▶ WHAT THE TASK REQUIRES
Take the line that contains "Phrase: construction crane boom" in the data below and each line after it, through the last, and repeat them unchanged.

______

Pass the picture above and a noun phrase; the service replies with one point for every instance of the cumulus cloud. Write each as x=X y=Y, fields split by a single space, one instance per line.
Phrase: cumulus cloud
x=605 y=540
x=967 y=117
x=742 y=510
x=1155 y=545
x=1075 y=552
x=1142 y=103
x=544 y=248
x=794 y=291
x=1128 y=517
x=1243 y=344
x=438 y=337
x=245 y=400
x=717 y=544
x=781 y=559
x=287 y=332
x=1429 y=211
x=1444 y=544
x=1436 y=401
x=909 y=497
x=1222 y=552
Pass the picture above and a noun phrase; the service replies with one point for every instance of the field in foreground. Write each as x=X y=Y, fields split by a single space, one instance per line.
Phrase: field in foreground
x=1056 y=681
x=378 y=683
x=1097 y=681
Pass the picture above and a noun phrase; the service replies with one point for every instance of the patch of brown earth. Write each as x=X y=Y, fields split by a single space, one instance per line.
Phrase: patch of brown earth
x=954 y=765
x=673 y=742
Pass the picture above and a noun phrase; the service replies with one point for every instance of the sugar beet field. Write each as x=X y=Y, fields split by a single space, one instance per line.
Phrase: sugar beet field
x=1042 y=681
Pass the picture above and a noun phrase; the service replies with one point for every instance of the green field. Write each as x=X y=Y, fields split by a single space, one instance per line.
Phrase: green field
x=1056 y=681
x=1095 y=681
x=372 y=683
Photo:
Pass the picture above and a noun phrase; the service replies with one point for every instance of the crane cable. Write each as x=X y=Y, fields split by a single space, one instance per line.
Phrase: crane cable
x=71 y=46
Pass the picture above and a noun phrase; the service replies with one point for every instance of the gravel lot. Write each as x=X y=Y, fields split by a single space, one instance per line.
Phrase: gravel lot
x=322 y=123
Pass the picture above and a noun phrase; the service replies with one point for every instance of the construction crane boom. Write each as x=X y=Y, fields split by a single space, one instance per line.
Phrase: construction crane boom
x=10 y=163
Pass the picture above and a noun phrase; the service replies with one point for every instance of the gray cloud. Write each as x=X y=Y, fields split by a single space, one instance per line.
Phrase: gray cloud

______

▶ EXERCISE RESULT
Phrase: construction crane boom
x=10 y=163
Pass the picture above and a noun phrase; the service replies with one point for every instance of the gray cloud. Write each as x=X y=Y, fields split by a single space, one instance per line.
Phrase: gray cloud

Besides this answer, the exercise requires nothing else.